Dataset extract:
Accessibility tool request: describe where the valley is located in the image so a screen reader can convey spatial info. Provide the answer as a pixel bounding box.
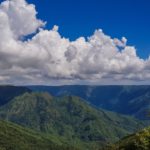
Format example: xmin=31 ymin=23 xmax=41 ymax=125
xmin=0 ymin=85 xmax=150 ymax=150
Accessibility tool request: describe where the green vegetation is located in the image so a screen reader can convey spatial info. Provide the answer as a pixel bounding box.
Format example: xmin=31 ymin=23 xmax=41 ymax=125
xmin=0 ymin=120 xmax=79 ymax=150
xmin=28 ymin=85 xmax=150 ymax=120
xmin=106 ymin=127 xmax=150 ymax=150
xmin=0 ymin=92 xmax=146 ymax=150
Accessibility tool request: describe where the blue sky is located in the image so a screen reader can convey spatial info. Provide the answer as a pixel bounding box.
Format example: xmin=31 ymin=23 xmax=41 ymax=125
xmin=0 ymin=0 xmax=150 ymax=85
xmin=26 ymin=0 xmax=150 ymax=59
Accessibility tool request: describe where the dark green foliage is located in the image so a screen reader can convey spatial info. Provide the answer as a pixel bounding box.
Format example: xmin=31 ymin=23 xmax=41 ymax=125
xmin=0 ymin=120 xmax=79 ymax=150
xmin=0 ymin=92 xmax=146 ymax=149
xmin=107 ymin=127 xmax=150 ymax=150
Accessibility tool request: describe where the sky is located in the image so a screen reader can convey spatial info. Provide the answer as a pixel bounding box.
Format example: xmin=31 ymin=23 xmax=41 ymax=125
xmin=27 ymin=0 xmax=150 ymax=59
xmin=0 ymin=0 xmax=150 ymax=85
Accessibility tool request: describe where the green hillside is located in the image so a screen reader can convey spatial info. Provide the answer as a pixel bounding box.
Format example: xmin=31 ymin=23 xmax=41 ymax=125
xmin=107 ymin=127 xmax=150 ymax=150
xmin=0 ymin=92 xmax=146 ymax=149
xmin=0 ymin=120 xmax=78 ymax=150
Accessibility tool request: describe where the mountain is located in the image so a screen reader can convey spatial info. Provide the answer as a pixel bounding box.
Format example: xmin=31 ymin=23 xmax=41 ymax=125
xmin=0 ymin=85 xmax=31 ymax=106
xmin=28 ymin=85 xmax=150 ymax=119
xmin=0 ymin=92 xmax=146 ymax=150
xmin=0 ymin=120 xmax=78 ymax=150
xmin=107 ymin=126 xmax=150 ymax=150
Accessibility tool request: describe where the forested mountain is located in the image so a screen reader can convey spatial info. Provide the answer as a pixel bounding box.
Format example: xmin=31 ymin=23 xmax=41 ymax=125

Activity: Please make an exact copy of the records, leaving out any picture.

Output for this exercise:
Accessibility tool request: describe where the valley is located in the image so a screen reader can convey spatial info. Provide the answer as a pixel bounding box.
Format example: xmin=31 ymin=23 xmax=41 ymax=125
xmin=0 ymin=85 xmax=150 ymax=150
Accessibility tool request: describe where the green vegetation is located in the image so a screen reader can convey spatial info. Provide the answer as a pixel bounding box.
Format example: xmin=31 ymin=23 xmax=41 ymax=125
xmin=0 ymin=120 xmax=79 ymax=150
xmin=28 ymin=85 xmax=150 ymax=120
xmin=106 ymin=127 xmax=150 ymax=150
xmin=0 ymin=92 xmax=146 ymax=150
Accessibility tool request: describe where the blue sky is located in the image so a screen reader can convey spatial info. Provide the answer as a pixel bounding box.
Format example: xmin=31 ymin=23 xmax=41 ymax=125
xmin=0 ymin=0 xmax=150 ymax=85
xmin=26 ymin=0 xmax=150 ymax=59
Accessibility tool request: describe where the dark green foliage is located in the image so a screen reader can convey spatial info. Provide the answer as a pixel bounding box.
Format example: xmin=31 ymin=23 xmax=41 ymax=125
xmin=0 ymin=120 xmax=79 ymax=150
xmin=0 ymin=92 xmax=146 ymax=149
xmin=107 ymin=127 xmax=150 ymax=150
Accessibility tool request: describe where the sky is located in the image so a screen reader can convey spatial info. Provide the answer as a pixel bounding box.
Format example: xmin=31 ymin=23 xmax=41 ymax=125
xmin=27 ymin=0 xmax=150 ymax=59
xmin=0 ymin=0 xmax=150 ymax=85
Accessibility tool request: describe where the green hillside is located in the image so a screen reader can convey spatial info. Provide the answer as a pixel bounding box.
Format example: xmin=31 ymin=23 xmax=41 ymax=125
xmin=107 ymin=127 xmax=150 ymax=150
xmin=0 ymin=92 xmax=146 ymax=149
xmin=0 ymin=120 xmax=78 ymax=150
Accessibility tool request: describe where the mountain is located in the image so a screen reader can convey spatial info. Provide the answer as a pixel bounding box.
Format example: xmin=31 ymin=23 xmax=41 ymax=125
xmin=0 ymin=85 xmax=31 ymax=106
xmin=28 ymin=85 xmax=150 ymax=119
xmin=0 ymin=92 xmax=146 ymax=150
xmin=0 ymin=120 xmax=78 ymax=150
xmin=107 ymin=126 xmax=150 ymax=150
Accessibility tool request: describe where the forested mountain is located in the image so a screen reader can convey spatial info. Provide the answer as a pixel bounding box.
Format example: xmin=31 ymin=23 xmax=41 ymax=125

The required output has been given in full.